Page excerpt =
□ □ □ □
Existential risk or not?
Another polarizing issue in the AI community since before ChatGPT even came out has been whether AI systems can be conscious or sentient – and pose an existential threat to humanity.
Echoing a group of high-profile signatories who earlier this year asked companies to pump the brakes on "giant AI experiments" until the risks are manageable was Holden Karnofsky , the director of AI strategy at Open Philanthropy and husband of Anthropic co-founder Daniela Amodei . He warned about AI’s risks and called for “strong red lines” that would force companies to halt their AI work if they were unable to contain their foundation models.
Others like Hoffman and Khosla didn’t seem particularly worried about existential risks of AI, with Khosla dismissing it as “nonsensical” talk from academics who had nothing better to do.
That’s not to say that they aren’t taking other risks associated with AI seriously. Hoffman highlighted how companies like OpenAI and Inflection AI employ safety teams so that people can’t get models to teach them how to make bombs, for instance. Databricks’ Rao agreed, saying that instead of existential risk the focus should be on real threats like disinformation and robot safety.
□ □ □ □
Information =
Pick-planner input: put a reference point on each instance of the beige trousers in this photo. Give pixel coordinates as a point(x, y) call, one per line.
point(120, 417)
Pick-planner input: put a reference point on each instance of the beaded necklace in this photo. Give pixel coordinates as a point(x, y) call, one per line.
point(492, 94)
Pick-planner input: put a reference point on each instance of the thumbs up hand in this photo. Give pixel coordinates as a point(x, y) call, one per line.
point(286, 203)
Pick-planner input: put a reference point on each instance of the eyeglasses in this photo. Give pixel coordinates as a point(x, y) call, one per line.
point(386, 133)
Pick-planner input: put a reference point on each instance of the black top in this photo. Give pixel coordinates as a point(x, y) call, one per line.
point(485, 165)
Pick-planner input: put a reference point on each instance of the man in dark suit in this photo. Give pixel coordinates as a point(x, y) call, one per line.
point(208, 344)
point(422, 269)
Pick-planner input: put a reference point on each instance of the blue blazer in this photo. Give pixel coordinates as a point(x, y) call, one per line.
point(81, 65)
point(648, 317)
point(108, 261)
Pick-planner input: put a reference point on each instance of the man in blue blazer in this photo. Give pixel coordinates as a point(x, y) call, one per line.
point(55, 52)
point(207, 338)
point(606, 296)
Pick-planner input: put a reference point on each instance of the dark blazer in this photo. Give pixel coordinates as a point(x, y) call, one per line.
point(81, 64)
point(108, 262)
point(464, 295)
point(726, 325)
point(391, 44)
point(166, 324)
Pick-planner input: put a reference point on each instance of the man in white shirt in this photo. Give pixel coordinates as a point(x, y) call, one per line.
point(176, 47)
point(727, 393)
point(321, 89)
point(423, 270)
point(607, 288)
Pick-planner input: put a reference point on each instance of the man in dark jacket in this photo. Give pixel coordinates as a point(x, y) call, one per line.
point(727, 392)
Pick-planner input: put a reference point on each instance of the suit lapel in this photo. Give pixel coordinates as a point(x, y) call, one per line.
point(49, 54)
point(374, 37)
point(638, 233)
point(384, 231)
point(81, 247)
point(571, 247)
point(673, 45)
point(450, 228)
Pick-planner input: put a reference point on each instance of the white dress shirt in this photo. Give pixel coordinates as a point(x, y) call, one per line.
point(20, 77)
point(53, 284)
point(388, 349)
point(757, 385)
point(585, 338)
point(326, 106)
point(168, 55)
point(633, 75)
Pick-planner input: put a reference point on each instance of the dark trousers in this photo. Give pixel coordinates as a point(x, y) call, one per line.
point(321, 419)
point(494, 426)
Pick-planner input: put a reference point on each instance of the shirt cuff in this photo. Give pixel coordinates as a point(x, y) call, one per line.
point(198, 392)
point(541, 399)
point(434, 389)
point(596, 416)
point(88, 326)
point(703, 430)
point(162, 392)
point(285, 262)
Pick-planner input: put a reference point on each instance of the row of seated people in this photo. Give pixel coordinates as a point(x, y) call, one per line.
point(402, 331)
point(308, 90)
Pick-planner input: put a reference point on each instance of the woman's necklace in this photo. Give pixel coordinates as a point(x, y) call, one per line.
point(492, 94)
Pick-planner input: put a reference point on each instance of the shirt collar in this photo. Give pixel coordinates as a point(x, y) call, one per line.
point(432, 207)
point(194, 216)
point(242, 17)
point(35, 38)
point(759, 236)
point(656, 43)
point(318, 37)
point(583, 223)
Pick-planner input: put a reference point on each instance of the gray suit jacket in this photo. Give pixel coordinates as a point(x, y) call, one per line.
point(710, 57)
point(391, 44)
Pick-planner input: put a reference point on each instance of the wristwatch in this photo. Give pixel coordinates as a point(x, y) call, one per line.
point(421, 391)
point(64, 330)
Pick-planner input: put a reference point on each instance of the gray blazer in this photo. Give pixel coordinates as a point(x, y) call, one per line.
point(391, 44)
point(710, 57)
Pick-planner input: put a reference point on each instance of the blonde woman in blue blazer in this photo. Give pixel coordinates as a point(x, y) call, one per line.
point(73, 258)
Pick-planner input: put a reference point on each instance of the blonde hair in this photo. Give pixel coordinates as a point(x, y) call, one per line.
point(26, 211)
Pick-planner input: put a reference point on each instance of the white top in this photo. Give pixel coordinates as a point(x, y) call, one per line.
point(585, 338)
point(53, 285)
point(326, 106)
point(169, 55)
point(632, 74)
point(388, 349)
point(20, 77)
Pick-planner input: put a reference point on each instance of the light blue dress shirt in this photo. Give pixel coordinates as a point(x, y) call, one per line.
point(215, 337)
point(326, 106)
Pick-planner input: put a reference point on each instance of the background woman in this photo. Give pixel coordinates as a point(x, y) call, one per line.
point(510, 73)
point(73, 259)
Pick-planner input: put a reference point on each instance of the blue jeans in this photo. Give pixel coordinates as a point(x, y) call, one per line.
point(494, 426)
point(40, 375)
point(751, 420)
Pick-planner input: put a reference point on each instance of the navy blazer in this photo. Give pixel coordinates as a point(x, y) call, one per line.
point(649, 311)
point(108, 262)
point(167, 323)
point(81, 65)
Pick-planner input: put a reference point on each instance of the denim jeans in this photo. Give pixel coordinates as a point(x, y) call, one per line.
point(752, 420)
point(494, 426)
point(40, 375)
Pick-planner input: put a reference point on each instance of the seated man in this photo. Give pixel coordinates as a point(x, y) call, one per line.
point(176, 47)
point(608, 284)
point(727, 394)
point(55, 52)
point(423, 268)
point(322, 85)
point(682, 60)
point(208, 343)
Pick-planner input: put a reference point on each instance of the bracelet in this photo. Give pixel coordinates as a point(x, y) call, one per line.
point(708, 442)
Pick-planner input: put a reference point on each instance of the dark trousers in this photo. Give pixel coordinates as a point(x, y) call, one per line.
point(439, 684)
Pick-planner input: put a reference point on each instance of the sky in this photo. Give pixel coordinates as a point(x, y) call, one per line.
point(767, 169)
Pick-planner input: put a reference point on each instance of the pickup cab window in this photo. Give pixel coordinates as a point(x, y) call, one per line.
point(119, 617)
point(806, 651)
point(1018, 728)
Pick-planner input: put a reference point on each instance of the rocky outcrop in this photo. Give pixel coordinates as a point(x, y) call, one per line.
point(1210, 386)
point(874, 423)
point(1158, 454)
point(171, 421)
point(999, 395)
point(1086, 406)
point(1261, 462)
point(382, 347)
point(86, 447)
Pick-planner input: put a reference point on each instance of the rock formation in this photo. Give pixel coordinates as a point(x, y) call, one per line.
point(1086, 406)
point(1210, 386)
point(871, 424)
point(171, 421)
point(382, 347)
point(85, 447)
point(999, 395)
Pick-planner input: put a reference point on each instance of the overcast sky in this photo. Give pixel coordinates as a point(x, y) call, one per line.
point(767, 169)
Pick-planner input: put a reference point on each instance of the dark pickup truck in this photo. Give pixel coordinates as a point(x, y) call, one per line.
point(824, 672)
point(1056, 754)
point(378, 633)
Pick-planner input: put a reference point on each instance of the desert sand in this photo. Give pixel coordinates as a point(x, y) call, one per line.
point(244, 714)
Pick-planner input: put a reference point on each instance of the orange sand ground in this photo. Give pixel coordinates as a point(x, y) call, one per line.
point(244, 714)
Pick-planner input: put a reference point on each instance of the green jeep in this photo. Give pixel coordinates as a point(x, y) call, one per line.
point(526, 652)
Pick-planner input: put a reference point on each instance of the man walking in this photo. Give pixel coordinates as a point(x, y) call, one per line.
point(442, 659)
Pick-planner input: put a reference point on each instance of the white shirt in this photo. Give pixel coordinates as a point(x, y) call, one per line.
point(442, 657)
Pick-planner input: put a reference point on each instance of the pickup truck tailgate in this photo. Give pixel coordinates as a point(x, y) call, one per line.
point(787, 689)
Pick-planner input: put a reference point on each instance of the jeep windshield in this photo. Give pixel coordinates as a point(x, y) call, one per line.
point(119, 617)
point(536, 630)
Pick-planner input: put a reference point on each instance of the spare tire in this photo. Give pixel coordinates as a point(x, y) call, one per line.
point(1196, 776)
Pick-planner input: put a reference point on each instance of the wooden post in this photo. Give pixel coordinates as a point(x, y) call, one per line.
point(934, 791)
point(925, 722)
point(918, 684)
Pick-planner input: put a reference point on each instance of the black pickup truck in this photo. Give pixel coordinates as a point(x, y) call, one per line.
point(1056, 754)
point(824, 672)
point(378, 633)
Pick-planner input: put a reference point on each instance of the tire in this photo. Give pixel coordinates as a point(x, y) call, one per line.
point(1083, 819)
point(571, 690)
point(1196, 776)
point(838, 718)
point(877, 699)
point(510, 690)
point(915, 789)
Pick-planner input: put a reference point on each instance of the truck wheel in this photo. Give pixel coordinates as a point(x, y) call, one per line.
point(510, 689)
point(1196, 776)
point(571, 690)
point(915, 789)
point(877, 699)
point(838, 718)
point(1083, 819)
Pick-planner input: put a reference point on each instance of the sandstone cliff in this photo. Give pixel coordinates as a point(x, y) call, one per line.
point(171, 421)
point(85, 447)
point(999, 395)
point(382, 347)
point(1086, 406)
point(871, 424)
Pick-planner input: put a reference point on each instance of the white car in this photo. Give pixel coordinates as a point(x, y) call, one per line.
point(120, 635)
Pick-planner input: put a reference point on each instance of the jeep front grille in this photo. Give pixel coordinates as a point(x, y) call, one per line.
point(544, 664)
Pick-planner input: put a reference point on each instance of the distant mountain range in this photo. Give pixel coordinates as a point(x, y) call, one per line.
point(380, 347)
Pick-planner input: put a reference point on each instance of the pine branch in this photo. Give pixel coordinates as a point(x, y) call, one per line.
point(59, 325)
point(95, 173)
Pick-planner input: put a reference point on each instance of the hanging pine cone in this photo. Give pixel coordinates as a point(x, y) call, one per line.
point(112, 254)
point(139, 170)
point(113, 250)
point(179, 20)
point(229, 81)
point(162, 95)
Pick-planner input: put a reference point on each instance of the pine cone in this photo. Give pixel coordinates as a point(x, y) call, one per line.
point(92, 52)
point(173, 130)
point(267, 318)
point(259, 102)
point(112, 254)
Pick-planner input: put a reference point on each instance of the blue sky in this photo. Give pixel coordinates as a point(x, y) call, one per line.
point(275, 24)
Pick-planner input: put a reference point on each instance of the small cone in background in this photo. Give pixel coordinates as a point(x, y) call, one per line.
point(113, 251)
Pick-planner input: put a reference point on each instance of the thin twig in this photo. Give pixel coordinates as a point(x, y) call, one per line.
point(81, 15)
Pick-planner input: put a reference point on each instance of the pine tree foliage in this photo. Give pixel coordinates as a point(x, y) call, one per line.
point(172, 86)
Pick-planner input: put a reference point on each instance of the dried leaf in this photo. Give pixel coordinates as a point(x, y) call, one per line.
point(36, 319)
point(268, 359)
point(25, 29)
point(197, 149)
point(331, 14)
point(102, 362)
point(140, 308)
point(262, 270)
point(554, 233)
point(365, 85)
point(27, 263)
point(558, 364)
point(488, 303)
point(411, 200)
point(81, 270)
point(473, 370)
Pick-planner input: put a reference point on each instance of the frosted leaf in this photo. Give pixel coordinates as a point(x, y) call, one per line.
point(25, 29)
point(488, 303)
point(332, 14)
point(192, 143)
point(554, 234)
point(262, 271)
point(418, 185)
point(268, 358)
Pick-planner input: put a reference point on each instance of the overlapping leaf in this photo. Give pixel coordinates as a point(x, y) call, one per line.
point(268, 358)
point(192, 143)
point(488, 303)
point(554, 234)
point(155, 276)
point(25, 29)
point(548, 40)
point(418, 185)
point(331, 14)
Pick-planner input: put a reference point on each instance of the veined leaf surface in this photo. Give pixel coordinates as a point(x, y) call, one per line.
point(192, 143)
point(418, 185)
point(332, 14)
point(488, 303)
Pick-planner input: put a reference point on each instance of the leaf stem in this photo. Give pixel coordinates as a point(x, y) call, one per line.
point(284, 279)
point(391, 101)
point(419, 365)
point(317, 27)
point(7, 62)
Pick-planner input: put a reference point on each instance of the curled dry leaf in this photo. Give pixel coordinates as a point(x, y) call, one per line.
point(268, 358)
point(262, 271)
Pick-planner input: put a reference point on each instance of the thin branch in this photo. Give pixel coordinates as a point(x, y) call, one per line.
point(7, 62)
□ □ □ □
Problem description = Could you retype the "Existential risk or not?" passage in full, word for word?

Your response =
Existential risk or not?
Another polarizing issue in the AI community since before ChatGPT even came out has been whether AI systems can be conscious or sentient – and pose an existential threat to humanity.
Echoing a group of high-profile signatories who earlier this year asked companies to pump the brakes on "giant AI experiments" until the risks are manageable was Holden Karnofsky , the director of AI strategy at Open Philanthropy and husband of Anthropic co-founder Daniela Amodei . He warned about AI’s risks and called for “strong red lines” that would force companies to halt their AI work if they were unable to contain their foundation models.
Others like Hoffman and Khosla didn’t seem particularly worried about existential risks of AI, with Khosla dismissing it as “nonsensical” talk from academics who had nothing better to do.
That’s not to say that they aren’t taking other risks associated with AI seriously. Hoffman highlighted how companies like OpenAI and Inflection AI employ safety teams so that people can’t get models to teach them how to make bombs, for instance. Databricks’ Rao agreed, saying that instead of existential risk the focus should be on real threats like disinformation and robot safety.